Tuesday, August 25, 2015

Writer considers salad a wasteful luxury, and not all that nutritious

Salads should be considered a "resource-hungry luxury" instead of a staple because they offer little nutritional value, require "precious crop acreage" to grow, requires fossil fuel and refrigeration to ship, is the top source for food waste and a top transporter of food born illnesses, Tamar Haspel writes for The Washington Post .

"As the world population grows, we have a pressing need to eat better and farm better," Haspel writes.

Haspel notes that while she has pointed out problematic foods such as almonds, for their water use; corn, for the monoculture it encourages; and beef, for greenhouse gases from cattle, "none of them is a clear-cut villain," unlike salad, which "has almost nothing going for it." She backs up her claim with these arguments:

Salad is mostly water: Haspel writes that a nutrient quality index that rates foods based on how much of 27 nutrients they contain per 100 calories found "four of the five lowest-ranking foods (by serving size) are salad ingredients: cucumbers, radishes, lettuce and celery. (The fifth is eggplant.)" This is because they are 95 to 97 percent water, unlike other more nutritious vegetables like the sweet potato, which is only 77 percent water. "A head of iceberg lettuce has the same water content as a bottle of Evian (1-liter size: 96 percent water, 4 percent bottle) and is only marginally more nutritious."

◆ **Exercise description**:
Answer these questions about the article on salad:
(a) Which newspaper does Haspel write for?
(b) What three foods has Haspel previously pointed out as problematic?
(c) What percentage of a sweet potato is water?

◆ **Raw records**:
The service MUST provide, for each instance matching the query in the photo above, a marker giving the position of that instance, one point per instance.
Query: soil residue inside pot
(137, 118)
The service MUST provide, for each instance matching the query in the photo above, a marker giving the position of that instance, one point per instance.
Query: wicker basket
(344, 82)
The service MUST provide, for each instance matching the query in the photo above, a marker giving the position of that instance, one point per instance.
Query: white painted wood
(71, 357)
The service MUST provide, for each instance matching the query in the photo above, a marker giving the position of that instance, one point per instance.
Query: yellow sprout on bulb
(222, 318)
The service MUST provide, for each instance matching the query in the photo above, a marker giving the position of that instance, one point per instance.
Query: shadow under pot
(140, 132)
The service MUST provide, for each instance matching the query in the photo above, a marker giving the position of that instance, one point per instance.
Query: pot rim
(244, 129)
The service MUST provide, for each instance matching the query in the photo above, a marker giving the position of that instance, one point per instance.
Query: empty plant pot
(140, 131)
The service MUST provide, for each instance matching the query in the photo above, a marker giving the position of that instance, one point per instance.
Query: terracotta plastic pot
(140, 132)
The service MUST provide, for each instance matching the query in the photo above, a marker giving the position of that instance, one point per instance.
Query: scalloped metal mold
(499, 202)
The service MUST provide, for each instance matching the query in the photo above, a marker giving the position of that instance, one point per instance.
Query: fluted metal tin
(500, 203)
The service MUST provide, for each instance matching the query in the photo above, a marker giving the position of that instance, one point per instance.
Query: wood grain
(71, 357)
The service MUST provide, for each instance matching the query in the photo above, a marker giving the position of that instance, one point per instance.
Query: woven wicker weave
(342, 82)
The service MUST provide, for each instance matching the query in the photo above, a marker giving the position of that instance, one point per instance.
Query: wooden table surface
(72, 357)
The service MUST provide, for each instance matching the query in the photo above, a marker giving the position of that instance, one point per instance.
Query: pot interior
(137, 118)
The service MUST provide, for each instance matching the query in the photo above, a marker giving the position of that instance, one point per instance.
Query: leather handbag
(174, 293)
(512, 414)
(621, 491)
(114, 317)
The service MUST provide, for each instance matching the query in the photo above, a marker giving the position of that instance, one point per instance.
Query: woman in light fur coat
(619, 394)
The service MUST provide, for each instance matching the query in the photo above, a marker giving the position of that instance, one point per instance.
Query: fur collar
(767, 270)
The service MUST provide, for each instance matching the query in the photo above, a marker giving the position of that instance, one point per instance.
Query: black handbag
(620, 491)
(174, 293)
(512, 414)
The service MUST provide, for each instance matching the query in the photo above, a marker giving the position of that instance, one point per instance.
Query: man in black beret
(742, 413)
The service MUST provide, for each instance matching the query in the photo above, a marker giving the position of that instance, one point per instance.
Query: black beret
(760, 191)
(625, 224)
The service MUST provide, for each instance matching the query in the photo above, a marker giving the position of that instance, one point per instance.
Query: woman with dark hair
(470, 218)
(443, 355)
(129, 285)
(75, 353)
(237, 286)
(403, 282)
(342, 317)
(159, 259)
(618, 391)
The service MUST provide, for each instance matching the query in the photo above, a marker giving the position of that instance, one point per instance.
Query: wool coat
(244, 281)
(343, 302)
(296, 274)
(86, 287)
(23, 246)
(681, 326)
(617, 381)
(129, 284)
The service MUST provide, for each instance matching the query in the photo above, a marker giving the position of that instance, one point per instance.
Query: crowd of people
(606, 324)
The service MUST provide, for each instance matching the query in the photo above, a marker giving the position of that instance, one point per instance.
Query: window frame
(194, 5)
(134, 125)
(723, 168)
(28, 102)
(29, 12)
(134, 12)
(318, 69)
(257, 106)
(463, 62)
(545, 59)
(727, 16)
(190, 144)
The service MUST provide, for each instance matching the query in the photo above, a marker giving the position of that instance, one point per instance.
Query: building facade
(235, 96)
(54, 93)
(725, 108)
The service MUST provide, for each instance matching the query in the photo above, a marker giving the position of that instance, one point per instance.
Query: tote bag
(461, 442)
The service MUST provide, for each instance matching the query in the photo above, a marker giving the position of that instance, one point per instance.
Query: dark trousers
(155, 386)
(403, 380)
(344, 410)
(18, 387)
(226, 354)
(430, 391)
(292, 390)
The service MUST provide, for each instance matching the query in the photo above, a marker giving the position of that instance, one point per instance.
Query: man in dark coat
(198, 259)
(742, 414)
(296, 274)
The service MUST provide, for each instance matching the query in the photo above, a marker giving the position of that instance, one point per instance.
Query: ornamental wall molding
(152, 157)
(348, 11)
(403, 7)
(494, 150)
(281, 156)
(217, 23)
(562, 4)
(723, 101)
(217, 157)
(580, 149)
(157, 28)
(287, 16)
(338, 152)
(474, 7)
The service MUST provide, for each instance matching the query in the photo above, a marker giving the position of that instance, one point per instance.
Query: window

◆ **Response to this task**:
(a) The Washington Post
(b) Almonds, corn and beef
(c) 77 percent